## TEXT UNDER STUDY
Homomorphic Encryption
Speaker 6: 01:37:51
Because homomorphic encryption, like, in the concept, It’s okay, but it sounds like something that is not still possible, right? So homomorphic encryption, and the scope is this for most of the time. It’s something like what we do is basically we operate in a committed value and that value is basically a point in an elliptic curve and that’s it.
Speaker 1: 01:38:36
It’s funny, I think elliptic curves are way more complicated. I’m always like, I think lattice-based cryptography and homomorphic stuff, which is lattice-based and, you know, was initially pioneered for post-quantum resistance and stuff. I think it’s way easier to understand than elliptic curves. Because what is an elliptic curve, really? I’m always very confused. Not confused, but it’s always very abstract for me. Whereas lattices are just, you know, it’s matrices and it’s noise. And I understand that a lot better. It’s like a lot easier for me. So it’s funny, you should you guys are, guys are real crypto people. If you guys are just sitting around thinking about Henderson commitments and
Speaker 0: 01:39:21
homo.

## PROVIDED MATERIAL
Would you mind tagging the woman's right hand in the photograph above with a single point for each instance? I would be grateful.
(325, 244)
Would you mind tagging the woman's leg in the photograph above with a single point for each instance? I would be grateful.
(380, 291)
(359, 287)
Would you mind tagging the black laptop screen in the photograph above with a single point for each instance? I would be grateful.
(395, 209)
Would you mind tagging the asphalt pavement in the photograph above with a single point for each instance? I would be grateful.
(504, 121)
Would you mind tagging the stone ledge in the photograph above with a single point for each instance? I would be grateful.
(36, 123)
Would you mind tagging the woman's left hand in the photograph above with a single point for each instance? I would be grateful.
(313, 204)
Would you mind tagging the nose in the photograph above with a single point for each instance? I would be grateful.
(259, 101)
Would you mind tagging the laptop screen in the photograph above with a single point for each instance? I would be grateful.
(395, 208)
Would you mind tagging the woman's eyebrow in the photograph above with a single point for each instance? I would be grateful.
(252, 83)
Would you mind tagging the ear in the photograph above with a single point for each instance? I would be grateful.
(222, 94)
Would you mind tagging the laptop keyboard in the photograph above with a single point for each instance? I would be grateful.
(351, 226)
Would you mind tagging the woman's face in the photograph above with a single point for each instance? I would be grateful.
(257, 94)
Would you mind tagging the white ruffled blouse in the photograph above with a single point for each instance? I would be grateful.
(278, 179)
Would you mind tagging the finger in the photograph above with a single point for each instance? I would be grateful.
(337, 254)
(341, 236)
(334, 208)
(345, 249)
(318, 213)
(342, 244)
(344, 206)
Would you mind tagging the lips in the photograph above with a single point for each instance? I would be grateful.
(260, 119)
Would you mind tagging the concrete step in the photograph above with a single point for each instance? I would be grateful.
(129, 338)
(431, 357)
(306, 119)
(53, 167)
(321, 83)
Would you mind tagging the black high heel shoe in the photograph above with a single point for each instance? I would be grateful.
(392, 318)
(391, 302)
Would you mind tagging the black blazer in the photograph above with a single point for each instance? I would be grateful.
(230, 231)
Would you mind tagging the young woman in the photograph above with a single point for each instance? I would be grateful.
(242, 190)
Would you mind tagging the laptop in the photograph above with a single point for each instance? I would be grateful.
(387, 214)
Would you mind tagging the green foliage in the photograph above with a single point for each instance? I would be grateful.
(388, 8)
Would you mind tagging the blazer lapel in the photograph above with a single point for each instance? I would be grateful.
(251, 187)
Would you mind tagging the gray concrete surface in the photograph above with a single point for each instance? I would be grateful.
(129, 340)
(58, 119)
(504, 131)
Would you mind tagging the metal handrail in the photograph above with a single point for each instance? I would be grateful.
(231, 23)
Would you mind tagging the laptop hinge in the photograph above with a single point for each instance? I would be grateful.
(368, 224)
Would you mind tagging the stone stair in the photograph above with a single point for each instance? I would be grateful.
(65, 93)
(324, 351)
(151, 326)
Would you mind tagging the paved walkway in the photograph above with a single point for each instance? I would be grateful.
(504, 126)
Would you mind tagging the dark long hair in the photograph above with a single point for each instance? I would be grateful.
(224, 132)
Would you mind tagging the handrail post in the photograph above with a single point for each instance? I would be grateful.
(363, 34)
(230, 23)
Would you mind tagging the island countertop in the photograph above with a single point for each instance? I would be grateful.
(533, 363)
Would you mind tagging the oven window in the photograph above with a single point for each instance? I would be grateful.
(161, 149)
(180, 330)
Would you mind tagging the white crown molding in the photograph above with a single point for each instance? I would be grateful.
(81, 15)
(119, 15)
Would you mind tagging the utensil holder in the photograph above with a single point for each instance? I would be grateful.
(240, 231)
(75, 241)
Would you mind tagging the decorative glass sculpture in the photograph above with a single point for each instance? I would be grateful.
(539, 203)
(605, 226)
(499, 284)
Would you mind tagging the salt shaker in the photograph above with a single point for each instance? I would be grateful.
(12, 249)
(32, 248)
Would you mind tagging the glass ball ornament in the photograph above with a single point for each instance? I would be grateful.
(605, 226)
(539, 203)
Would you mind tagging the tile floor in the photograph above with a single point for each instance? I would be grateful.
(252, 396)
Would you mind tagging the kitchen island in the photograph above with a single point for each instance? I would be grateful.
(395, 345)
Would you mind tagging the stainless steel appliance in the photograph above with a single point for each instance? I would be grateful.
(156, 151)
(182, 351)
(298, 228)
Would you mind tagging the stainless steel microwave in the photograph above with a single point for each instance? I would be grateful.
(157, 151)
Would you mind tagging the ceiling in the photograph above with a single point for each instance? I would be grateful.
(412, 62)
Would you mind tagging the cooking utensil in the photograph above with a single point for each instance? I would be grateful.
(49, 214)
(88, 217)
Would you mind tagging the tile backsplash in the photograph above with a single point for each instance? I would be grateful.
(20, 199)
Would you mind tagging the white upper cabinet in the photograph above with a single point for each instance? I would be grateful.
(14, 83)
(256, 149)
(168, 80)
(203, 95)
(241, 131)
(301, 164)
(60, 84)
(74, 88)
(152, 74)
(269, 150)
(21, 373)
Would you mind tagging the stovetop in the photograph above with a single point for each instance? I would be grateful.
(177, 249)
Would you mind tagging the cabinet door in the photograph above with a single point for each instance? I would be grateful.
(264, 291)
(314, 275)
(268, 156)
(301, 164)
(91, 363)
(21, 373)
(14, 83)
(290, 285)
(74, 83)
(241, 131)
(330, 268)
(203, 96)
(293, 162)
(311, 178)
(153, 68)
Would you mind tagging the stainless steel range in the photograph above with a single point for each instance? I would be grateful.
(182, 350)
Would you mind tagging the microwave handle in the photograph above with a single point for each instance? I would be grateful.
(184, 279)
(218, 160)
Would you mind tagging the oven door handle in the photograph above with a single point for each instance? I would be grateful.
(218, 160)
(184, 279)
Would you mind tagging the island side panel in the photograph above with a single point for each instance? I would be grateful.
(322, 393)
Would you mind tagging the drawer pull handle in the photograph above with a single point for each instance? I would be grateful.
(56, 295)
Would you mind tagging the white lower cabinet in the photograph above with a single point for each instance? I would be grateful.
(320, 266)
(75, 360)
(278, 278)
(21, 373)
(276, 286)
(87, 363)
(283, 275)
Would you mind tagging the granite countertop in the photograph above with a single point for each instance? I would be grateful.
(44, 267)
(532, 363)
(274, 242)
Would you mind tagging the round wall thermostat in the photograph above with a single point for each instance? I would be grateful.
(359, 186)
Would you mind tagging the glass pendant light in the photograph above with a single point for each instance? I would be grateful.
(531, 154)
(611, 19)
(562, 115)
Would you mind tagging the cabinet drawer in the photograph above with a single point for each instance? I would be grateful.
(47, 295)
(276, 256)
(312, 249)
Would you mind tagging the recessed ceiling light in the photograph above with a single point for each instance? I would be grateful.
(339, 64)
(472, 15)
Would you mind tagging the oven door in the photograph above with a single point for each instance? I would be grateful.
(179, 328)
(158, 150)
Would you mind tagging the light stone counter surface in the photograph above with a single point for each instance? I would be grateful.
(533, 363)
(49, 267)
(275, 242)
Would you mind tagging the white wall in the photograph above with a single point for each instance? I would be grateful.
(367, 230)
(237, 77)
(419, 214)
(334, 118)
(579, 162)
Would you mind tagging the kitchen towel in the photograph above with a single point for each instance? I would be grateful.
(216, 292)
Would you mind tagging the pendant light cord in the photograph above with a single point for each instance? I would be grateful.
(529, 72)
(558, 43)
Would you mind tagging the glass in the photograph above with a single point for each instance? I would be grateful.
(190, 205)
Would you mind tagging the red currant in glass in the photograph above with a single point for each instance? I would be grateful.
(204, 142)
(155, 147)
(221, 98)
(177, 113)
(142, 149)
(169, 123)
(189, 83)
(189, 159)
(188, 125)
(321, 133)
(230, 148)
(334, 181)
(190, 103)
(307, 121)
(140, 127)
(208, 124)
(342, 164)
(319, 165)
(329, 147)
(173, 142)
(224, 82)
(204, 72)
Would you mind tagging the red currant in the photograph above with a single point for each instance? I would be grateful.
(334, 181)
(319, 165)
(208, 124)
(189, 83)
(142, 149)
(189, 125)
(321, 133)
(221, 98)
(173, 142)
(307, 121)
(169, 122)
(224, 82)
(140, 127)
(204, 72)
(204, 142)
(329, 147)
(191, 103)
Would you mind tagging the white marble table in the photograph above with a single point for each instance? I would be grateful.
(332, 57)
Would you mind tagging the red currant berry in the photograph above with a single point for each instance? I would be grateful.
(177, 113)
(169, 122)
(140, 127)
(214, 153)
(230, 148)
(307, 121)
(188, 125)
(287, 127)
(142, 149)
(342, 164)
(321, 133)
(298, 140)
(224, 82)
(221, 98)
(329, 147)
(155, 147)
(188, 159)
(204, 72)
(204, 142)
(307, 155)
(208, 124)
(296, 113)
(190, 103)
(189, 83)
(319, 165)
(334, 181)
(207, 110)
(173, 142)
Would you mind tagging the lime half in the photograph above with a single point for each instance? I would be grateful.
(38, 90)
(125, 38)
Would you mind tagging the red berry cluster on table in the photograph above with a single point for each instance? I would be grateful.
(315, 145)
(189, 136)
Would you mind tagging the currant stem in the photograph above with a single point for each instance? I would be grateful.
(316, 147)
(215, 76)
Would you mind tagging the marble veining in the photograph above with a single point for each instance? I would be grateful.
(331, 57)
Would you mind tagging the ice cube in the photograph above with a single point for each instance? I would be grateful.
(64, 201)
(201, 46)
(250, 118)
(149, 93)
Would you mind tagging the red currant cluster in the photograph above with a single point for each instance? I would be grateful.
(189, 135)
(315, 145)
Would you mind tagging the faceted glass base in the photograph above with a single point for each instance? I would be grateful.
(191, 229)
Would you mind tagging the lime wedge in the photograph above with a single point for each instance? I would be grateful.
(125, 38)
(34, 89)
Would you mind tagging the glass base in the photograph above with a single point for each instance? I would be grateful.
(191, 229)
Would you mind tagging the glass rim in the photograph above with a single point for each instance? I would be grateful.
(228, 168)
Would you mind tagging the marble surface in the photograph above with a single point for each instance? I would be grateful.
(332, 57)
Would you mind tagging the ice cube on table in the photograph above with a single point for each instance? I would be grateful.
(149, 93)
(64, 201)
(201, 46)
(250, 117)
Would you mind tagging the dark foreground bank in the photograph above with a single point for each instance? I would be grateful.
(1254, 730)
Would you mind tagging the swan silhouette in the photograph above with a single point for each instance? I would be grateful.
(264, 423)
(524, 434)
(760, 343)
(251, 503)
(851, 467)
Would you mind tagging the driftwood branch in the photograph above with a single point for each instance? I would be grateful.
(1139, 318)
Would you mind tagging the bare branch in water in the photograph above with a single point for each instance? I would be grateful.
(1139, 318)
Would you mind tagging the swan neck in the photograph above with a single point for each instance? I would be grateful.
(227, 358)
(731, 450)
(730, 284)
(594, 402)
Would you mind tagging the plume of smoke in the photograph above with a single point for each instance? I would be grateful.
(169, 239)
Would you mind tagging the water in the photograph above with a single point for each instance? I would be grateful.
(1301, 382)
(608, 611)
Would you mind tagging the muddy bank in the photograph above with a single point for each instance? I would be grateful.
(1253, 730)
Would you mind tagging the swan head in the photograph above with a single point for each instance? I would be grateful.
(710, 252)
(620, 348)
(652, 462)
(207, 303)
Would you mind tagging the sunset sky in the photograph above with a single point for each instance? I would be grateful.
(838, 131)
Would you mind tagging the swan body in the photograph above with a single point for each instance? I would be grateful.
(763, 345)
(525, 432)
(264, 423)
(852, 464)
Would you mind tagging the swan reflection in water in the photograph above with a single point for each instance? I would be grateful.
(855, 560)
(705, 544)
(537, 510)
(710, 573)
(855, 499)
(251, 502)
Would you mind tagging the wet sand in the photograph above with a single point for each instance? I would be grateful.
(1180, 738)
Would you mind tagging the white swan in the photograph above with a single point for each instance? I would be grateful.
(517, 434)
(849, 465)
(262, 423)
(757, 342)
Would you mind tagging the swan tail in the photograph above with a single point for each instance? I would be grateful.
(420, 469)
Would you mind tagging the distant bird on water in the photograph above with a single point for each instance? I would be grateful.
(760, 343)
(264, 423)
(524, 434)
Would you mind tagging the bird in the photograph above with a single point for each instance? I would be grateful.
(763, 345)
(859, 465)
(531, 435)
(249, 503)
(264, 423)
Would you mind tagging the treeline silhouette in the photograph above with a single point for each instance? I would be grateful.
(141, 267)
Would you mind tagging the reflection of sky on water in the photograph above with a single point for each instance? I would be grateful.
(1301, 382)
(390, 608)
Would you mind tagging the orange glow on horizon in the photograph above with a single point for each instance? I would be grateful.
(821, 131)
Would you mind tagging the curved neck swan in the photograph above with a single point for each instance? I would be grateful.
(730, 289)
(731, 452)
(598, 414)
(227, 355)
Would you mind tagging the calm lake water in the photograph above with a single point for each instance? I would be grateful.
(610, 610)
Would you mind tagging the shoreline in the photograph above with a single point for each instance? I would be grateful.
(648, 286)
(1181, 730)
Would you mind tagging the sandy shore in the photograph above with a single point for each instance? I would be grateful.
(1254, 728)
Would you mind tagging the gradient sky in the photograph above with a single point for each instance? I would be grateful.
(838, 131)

## AIM OF THE TASK
Continue the transcript on homomorphic encryption from its last line, not the entries.

## OUTPUT BELOW
Speaker 1: 01:39:24
I promise homomorphic encryption is is it’s also is in some ways much easier to understand. So yeah.
Speaker 6: 01:39:32
We are not cryptographers here. I mean, we are.
Speaker 1: 01:39:36
We are. Yes. It looks like a duck and talks like a duck. I don’t know. You guys are as much cryptographers as anyone, I think.
Speaker 0: 01:39:48
Self-taught cryptographers. The most dangerous kind.
Speaker 6: 01:39:55
Oh, yes, yes.
Speaker 1: 01:39:56
It’s true. I suppose academic cryptographers are less dangerous. You know, I think we mostly write papers and that’s it.
Speaker 4: 01:40:05
So to be fair, we hired a cryptographer for this, so that’s okay. But he’s not here.
Speaker 0: 01:40:18
Plus, we didn’t roll over on crypto, but we’re script kiddies and just copied it from an existing paper. So should be
Speaker 1: 01:40:25
all right. That’s what a cryptographer would do, right? That’s that’s exactly they would say, we’re not going to roll around, we’re going to get a library, right? So you did the right thing.
Speaker 4: 01:40:34
We kind of did it all, right? Like we wrote a lot of cryptography code. Yep, did not use a library. But Lucas, we didn’t roll. Lucas, would you say we rolled our own crypto or not? Good question.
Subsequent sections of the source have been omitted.